BRANO DI PARTENZA
Per far sognare gli appassionati – e per far appassionare i sognatori – Comodeeno ha preparato una piccola selezione di libri dedicati alla maratona e ai maratoneti. Tra le pieghe di vite sbocciate dal basso, spesso dalla povertà, cresciute sulle strade polverose e periferiche, ai margini delle capitali, masticando polvere e fatica ma continuando a sognare in grande e a parlare al cielo.
Due Ore, Ed Caesar
Ed Caesar, scrittore ma prima di tutto un giornalista. Titolare di tre Amnesty International Media Award per i servizi sulle guerre civili in Africa Orientale e un riconoscimento come miglior report 2014 consegnato dalla Foreign Press Association di Londra, Caesar collabora con alcune grandi testate internazionali (New Yorker, CQ, The Atlantic) per le quali spesso e volentieri scrive di corsa. In Due Ore. Alla ricerca della Maratona perfetta mette nero su bianco una riflessione sul significato di un’utopia sportiva e universale attraverso le storie, professionali e personali, dei principali atleti che nell’età contemporanea hanno fatto della maratona il senso della propria esistenza. E che alla disciplina (in ogni senso) hanno dedicato la loro vita.
Maratoneti, storie di corse e corridori, Marco Patucchi
Quarantadue chilometri e 195 metri. Lungo questa distanza Marco Patucchi, giornalista di Repubblica, ricostruisce le storie dei grandi campioni: Abebe Bikila, Stefano Baldini, Haile Gebrsellassie. E cerca di spiegare la magia della maratona, da sfida individuale a esperienza collettiva. Alle fondamenta delle imprese degli atleti professionisti ci sono il sacrificio, la dedizione, la voglia di fare bene e di spostare più in là l’asticella, di superare il limite. Gli stessi principi che animano i runner, amatori e sconosciuti, di tutto il mondo. Questo libro ci dà prova della meravigliosa democraticità della corsa.
L’arte di correre, Murakami Haruki,
Correre è l’occasione che ogni giorno possiamo concederci per parlare con noi stessi. Senza nasconderci, senza mentire. Per misurarci con il nostro corpo e con le nostre aspettative. Il bosco, l’asfalto della città, la linearità della campagna, le strade battute mille volte intorno a casa: lo spazio in cui si muove il runner è il foglio bianco su cui si riordinano i pensieri, si abbozzano le idee, si combattono le frustrazioni. Per Murakami è un esercizio di autodisciplina, raccontato qui con la sensibilità di un uomo con i piedi per terra e la profondità dialettica di un intellettuale sopraffino impegnato a fare i conti con se stesso.

MATERIALE DI RIFERIMENTO
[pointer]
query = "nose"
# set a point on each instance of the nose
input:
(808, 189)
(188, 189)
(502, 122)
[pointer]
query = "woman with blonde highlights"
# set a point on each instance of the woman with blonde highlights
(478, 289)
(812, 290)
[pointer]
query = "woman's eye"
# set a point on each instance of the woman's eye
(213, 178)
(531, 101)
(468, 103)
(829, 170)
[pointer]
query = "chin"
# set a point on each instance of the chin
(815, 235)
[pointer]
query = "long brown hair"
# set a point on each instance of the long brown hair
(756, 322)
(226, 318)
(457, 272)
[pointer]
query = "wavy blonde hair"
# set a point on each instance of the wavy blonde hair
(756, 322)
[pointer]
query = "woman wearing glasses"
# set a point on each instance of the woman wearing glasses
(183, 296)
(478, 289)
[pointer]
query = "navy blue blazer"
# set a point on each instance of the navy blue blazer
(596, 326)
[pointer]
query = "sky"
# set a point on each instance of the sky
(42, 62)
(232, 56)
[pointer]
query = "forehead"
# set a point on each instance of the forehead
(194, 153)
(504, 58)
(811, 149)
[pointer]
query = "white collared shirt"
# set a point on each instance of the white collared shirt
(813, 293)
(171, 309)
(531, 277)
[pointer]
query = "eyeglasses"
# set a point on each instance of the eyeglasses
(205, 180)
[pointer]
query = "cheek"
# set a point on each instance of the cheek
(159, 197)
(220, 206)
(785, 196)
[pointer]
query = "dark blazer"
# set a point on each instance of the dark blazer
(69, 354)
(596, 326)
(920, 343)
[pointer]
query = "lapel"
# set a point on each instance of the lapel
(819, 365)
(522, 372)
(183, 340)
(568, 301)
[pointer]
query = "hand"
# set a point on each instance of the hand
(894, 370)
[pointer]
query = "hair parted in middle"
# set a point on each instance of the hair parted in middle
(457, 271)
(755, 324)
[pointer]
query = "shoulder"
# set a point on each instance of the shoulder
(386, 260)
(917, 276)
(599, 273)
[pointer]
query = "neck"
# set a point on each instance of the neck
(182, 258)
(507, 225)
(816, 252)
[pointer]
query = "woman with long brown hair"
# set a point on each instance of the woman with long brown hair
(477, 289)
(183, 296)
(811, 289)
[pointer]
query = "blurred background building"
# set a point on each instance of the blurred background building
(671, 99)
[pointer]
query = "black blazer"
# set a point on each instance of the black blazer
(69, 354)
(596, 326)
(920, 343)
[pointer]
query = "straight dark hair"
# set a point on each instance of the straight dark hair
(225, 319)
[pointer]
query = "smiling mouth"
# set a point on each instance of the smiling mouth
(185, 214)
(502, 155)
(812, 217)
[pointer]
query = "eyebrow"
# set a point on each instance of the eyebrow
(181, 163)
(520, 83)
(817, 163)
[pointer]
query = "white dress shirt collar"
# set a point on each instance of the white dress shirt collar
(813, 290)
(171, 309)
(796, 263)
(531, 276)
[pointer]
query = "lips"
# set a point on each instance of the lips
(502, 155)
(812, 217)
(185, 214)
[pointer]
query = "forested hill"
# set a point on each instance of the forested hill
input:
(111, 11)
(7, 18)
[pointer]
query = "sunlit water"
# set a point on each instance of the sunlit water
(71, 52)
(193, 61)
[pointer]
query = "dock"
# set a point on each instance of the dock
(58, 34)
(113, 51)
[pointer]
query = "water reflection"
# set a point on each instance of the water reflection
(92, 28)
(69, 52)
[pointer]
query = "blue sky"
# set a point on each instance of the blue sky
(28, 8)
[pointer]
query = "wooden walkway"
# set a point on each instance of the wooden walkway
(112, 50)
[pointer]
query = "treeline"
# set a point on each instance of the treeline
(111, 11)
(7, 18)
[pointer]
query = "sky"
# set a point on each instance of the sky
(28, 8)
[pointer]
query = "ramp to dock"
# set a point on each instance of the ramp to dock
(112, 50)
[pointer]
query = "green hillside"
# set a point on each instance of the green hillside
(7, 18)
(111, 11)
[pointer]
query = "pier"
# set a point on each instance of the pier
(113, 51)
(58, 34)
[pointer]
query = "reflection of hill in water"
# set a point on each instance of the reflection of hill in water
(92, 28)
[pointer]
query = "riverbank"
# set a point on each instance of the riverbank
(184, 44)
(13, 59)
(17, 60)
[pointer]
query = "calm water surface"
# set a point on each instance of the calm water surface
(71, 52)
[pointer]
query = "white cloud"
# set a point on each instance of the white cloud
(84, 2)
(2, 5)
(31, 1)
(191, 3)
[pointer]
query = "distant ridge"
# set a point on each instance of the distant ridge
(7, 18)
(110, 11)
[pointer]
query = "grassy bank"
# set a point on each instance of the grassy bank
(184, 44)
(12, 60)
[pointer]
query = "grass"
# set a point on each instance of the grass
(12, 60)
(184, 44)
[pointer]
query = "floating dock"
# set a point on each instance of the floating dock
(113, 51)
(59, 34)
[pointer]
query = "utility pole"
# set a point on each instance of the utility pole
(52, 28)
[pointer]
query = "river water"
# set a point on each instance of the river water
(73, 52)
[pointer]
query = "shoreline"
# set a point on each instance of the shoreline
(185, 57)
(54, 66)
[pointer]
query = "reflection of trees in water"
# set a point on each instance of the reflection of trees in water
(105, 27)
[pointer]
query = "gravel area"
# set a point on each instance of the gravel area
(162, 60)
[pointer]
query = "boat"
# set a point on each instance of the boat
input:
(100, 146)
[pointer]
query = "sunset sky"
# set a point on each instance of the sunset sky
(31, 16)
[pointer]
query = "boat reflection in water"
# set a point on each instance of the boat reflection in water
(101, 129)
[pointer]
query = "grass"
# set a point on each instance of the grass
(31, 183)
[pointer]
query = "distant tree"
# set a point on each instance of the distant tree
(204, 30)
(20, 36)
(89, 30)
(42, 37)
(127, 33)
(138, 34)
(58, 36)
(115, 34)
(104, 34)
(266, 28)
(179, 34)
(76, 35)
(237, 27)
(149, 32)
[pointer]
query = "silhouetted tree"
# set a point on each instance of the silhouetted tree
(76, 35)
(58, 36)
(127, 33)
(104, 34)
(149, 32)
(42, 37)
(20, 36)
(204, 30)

IL TUO COMPITO
Prosegui il brano sui libri dedicati alla maratona, riprendendo subito dopo la sua ultima frase. Il materiale non ha alcun legame con il brano sui libri dedicati alla maratona.

RISPOSTA
Born to run, Christopher McDougall
Un altro ex reporter di guerra con una passione folle per la corsa: Christopher McDougall. In Born to run, altro best seller della letteratura podistica, l’autore ci conduce alla scoperta dei Tarahumara, una popolazione che vive nei selvaggi Copper Canyon dello stato messicano di Chihuahua. Antesignani di quelli che oggi conosciamo come ultra runner, i Tarahumara riuscivano a percorre lunghissime distanze utilizzando una tecnica di corsa per certi versi meditativa e attraverso un consumo molto equilibrato del cibo. Questo libro ha scatenato una inversione di rotta nel modo di concepire la corsa, assunto da molti come manuale una nuova filosofia del running. Tra i capitoli anche diversi consigli pratici sull’ultramaratona.
La solitudine del maratoneta, Allan Sillitoe
Per finire un romanzo, nel quale la corsa diviene un pretesto per toccare gli abissi intimi della psiche del protagonista. Colin Smith è un giovane problematico che da anni vive in riformatorio. Correndo una maratona si interrogherà sul senso delle cose e delle azioni che ha compiuto, avvolto nel grigiore dell’Inghilterra dei sobborghi, delle fabbriche, condannata alla mancanza ma desiderosa di rivalsa. L’opera, considerata un capolavoro del realismo d’oltremanica, ha ispirato la trasposizione cinematografica di Tony Richardson.